__ENUNCIADO A__:
Com base no texto sobre a coleção de Maria Grazia Chiuri, responda:
(i) O que são as crinolinas?
(ii) Em que país nasceu a figura que inspirou o corset e a crinolina?
(iii) Quais marcas são citadas como tendo esses elementos em outras coleções?
__ENUNCIADO B__: Retorne, sem alterações, o trecho do texto sobre a coleção de Maria Grazia Chiuri que vai de "Além dos corsets, a" até "movimento de leveza.", ambos incluídos.
__ENUNCIADO C__: Segundo o texto sobre a coleção de Maria Grazia Chiuri, qual foi a razão para o corset e a crinolina aparecerem na passarela? Explique em uma a três frases.

__TEXTO DE LEITURA__:
────────────────

Além dos corsets, a estilista italiana trouxe para a sua passarela crinolinas, as conhecidas armações para saias usadas séculos atrás que garantiam a estrutura do vestido, com interpretações românticas em vestidos curtos ou saias longas. Uma das saias, inclusive, estava combinada a um top tão atual, que eu levaria facilmente a peça para dar uma voltinha sem muitas surpresas.
Tanto o corset quanto a crinolina tiveram uma razão: a inspiração na Rainha da França Catarina de Médici. A figura nascida na Itália já foi usada por diversas marcas, inclusive por Chanel, mas a interpretação de Maria Grazia Chiuri questiona o encontro entre épocas e revela a vontade de fazer a mulher estar bem com ela mesma — e com sua roupa. Além desses, que também apareceram em outras coleções, como Balenciaga e Loewe, o tecido e a modelagem em si são outros elementos que dão força a esse movimento de leveza.

────────────────

__DADOS FORNECIDOS__:
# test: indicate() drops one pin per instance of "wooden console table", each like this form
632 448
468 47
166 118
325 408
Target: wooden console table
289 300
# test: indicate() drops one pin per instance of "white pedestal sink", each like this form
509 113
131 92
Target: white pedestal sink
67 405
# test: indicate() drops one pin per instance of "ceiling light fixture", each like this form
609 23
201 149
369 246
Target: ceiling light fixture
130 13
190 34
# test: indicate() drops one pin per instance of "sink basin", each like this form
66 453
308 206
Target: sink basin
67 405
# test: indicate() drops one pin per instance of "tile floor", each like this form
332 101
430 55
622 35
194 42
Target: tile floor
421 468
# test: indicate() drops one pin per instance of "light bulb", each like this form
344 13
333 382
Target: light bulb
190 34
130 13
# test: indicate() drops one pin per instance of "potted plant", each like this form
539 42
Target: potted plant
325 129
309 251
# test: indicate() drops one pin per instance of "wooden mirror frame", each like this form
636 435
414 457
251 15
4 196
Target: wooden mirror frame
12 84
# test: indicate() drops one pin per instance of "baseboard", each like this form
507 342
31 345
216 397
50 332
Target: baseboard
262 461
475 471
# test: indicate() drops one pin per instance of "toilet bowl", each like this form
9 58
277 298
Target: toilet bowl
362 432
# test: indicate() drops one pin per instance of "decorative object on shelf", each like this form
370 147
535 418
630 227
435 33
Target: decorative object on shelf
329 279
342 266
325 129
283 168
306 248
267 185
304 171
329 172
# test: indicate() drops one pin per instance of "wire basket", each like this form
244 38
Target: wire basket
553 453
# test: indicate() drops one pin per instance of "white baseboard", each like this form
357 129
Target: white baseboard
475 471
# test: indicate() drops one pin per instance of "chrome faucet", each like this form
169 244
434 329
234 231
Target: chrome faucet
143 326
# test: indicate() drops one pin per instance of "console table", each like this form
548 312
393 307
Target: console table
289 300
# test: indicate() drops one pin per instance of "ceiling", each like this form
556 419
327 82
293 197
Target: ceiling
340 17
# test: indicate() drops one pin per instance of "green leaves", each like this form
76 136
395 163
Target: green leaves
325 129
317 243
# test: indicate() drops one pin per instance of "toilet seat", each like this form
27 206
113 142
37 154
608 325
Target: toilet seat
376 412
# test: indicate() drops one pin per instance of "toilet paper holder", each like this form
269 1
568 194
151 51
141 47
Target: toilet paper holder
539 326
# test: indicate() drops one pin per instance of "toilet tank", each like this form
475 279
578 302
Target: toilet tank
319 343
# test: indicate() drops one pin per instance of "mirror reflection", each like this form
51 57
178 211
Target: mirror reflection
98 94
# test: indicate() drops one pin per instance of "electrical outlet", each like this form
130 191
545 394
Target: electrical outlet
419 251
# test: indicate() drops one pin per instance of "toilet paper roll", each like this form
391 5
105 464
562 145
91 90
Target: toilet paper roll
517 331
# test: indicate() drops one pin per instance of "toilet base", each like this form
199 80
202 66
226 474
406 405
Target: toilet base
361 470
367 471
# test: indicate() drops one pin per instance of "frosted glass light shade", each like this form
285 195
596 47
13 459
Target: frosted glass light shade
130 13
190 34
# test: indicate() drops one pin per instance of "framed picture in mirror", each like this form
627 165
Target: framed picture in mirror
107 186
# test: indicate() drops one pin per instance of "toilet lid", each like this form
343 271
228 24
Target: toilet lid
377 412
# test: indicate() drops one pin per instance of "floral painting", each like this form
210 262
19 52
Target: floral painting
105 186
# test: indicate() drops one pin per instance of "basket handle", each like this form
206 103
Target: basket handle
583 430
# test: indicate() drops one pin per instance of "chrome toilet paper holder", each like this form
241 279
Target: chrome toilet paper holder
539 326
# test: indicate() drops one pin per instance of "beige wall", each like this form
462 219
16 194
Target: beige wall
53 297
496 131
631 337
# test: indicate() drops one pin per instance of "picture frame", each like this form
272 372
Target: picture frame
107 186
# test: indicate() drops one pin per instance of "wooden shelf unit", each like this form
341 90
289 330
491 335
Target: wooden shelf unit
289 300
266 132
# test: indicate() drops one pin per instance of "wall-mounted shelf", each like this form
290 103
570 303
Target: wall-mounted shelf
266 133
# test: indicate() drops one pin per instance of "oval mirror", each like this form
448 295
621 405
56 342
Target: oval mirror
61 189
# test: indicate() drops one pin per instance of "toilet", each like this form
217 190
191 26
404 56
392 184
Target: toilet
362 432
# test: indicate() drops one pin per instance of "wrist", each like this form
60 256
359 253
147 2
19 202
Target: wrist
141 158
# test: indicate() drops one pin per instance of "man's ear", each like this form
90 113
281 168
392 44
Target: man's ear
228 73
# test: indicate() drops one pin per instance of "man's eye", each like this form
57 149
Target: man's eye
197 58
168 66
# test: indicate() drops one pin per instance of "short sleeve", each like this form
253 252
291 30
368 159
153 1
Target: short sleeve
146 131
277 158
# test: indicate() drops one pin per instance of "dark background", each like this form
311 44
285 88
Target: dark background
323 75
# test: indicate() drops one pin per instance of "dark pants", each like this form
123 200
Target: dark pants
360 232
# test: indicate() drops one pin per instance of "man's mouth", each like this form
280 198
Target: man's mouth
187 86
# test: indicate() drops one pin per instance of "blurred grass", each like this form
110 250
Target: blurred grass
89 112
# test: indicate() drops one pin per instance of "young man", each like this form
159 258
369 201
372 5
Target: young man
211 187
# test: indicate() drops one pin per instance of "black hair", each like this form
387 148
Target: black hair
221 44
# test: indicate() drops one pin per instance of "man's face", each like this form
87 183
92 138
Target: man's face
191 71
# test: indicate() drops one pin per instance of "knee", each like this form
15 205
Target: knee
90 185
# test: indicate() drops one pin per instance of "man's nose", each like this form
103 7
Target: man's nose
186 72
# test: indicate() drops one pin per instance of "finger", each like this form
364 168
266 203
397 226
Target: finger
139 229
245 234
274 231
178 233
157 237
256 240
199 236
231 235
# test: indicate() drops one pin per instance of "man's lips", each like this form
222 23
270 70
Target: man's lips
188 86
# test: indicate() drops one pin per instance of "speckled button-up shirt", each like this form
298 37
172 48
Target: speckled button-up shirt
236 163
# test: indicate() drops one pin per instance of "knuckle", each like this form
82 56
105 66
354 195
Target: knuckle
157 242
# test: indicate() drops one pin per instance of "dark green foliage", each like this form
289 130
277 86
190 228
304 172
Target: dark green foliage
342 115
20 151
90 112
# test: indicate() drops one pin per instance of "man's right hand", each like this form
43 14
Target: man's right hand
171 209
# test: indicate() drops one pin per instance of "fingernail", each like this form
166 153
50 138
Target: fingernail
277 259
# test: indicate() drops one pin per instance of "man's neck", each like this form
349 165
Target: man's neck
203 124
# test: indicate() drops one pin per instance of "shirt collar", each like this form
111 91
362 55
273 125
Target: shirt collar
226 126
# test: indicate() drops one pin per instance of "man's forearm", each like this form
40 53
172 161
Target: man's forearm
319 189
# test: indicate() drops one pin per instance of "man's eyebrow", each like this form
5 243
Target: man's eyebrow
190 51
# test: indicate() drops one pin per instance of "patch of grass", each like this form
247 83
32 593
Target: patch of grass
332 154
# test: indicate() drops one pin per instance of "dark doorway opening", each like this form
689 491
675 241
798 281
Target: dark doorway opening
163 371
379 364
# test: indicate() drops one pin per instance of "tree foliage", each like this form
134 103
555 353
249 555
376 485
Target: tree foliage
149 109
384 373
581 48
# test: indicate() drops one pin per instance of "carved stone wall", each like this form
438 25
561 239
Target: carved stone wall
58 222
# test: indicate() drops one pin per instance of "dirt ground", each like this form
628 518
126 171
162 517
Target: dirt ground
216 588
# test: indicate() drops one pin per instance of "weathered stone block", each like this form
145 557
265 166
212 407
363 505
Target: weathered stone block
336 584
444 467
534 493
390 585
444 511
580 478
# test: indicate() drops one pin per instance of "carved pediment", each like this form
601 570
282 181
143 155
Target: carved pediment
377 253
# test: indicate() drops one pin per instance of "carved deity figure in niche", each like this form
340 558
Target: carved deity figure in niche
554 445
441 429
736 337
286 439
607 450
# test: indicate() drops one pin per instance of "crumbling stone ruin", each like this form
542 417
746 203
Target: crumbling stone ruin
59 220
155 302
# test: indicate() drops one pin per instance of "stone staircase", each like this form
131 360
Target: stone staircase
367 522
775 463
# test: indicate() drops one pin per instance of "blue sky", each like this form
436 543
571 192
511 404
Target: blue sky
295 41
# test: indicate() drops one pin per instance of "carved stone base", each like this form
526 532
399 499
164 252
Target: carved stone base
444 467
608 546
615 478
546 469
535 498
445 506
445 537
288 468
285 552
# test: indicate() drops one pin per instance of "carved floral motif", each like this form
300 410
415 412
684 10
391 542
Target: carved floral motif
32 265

────────────────

__RESPOSTA A__:
(i) São armações para saias usadas séculos atrás que garantiam a estrutura do vestido.
(ii) Na Itália.
(iii) Balenciaga e Loewe.

__RESPOSTA B__:
Além dos corsets, a estilista italiana trouxe para a sua passarela crinolinas, as conhecidas armações para saias usadas séculos atrás que garantiam a estrutura do vestido, com interpretações românticas em vestidos curtos ou saias longas. Uma das saias, inclusive, estava combinada a um top tão atual, que eu levaria facilmente a peça para dar uma voltinha sem muitas surpresas.
Tanto o corset quanto a crinolina tiveram uma razão: a inspiração na Rainha da França Catarina de Médici. A figura nascida na Itália já foi usada por diversas marcas, inclusive por Chanel, mas a interpretação de Maria Grazia Chiuri questiona o encontro entre épocas e revela a vontade de fazer a mulher estar bem com ela mesma — e com sua roupa. Além desses, que também apareceram em outras coleções, como Balenciaga e Loewe, o tecido e a modelagem em si são outros elementos que dão força a esse movimento de leveza.

__RESPOSTA C__: O corset e a crinolina tiveram como razão a inspiração na Rainha da França Catarina de Médici, figura nascida na Itália.